Provided text —
298 P. 952 | Colo. | 1931
THE Colorado National Bank sued to foreclose a deed of trust to the public trustee of the City and County of Denver executed by Marie Rehbein and given as security for the payment of her note for $3,000 payable to the order of Louis A. Siener three years after date; to cancel a release of said deed by the public trustee and to recover personal judgments against Marie Rehbein, Fred A. Giggal and Edith M. Giggal for the principal of said note and interest at the rate of 7 per cent from December 8, 1927. To review a judgment for defendants, Marie Rehbein, Fred A. Giggal, Edith M. Giggal and the Capitol Life Insurance Company, this writ is prosecuted.
On December 28, 1923, Marie Rehbein executed a deed of trust securing her note for $3,000 payable to the order of Louis A. Siener. On the same day, the Colorado National Bank took said note and deed of trust as collateral security to Siener's note for $3,000 to the bank. Mrs. Rehbein at no time knew that the bank held her note and deed of trust. Siener's note was renewed from time to time and judgment was entered herein against him equivalent to the balance due thereon and interest in the sum *549 of $2,771. About April 7, 1924, Mrs. Rehbein conveyed the property here involved, subject to said incumbrance, to Fred A. Giggal and Edith M. Giggal who thereafter, with the bank's knowledge and acquiescence, made all interest payments to Siener personally, and required him to endorse said payments upon a note which was represented by Siener to be, and which they thought was, the original note but which in fact was a forgery. Prior to the maturity of the Rehbein note, the Giggals arranged to borrow from the defendant, the Capitol Life Insurance Company, $3,000, to be secured by a first mortgage, for the purpose of taking up the Rehbein note. On December 28, 1926, the maturity date of the Rehbein note, the Giggals and Siener appeared at the office of the Capitol Life Insurance Company to close the loan transaction. There Siener produced, cancelled and surrendered the forged note, together with a regular form of release of the deed of trust, a request for the execution of which he had signed as the holder of the deed of trust and note. The Giggals executed their mortgage to the insurance company and the company's check for $3,000, by them endorsed to the order of Siener, was handed to Siener. Immediately thereafter and on the same day the release deed and new first mortgage were filed for record.
The Rehbein note as originally executed and delivered by her to Siener contained no endorsements thereon. After it had been delivered to the Colorado National Bank as collateral security, with the knowledge and consent of the bank, but without the knowledge and or consent of the maker, Mrs. Rehbein, or the Giggals, Siener endorsed thereon immediately under the notation of interest payment dated June 28, 1924, the following, "The time for payment of this note is herewith extended to Dec. 28, 1929." Thirteen succeeding interest payments are endorsed on the other end of said note, the last being December 28, 1927, one year after its original maturity.

Provided information —

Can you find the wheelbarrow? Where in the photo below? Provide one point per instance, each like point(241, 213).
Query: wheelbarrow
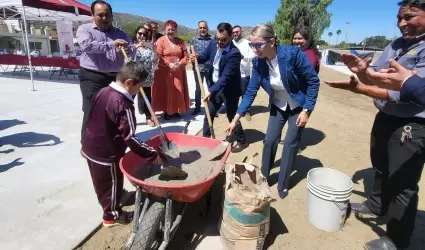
point(156, 220)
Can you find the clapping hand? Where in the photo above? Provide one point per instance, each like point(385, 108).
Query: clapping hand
point(351, 85)
point(391, 78)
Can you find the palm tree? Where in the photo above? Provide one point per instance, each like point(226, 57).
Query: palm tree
point(330, 35)
point(338, 32)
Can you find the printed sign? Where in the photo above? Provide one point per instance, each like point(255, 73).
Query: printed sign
point(65, 36)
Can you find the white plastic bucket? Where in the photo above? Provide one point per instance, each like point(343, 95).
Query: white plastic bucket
point(329, 192)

Task list —
1 – Please list every individual person named in the court opinion.
2 – Rewrite the part of the court opinion that opens with the words "298 P. 952 |" and closes with "writ is prosecuted.", changing "public trustee" to "county trustee".
The records have no connection to the court opinion.

Solutions below —
1 – Marie Rehbein, Louis A. Siener, Fred A. Giggal, Edith M. Giggal

2 –
298 P. 952 | Colo. | 1931
THE Colorado National Bank sued to foreclose a deed of trust to the county trustee of the City and County of Denver executed by Marie Rehbein and given as security for the payment of her note for $3,000 payable to the order of Louis A. Siener three years after date; to cancel a release of said deed by the county trustee and to recover personal judgments against Marie Rehbein, Fred A. Giggal and Edith M. Giggal for the principal of said note and interest at the rate of 7 per cent from December 8, 1927. To review a judgment for defendants, Marie Rehbein, Fred A. Giggal, Edith M. Giggal and the Capitol Life Insurance Company, this writ is prosecuted.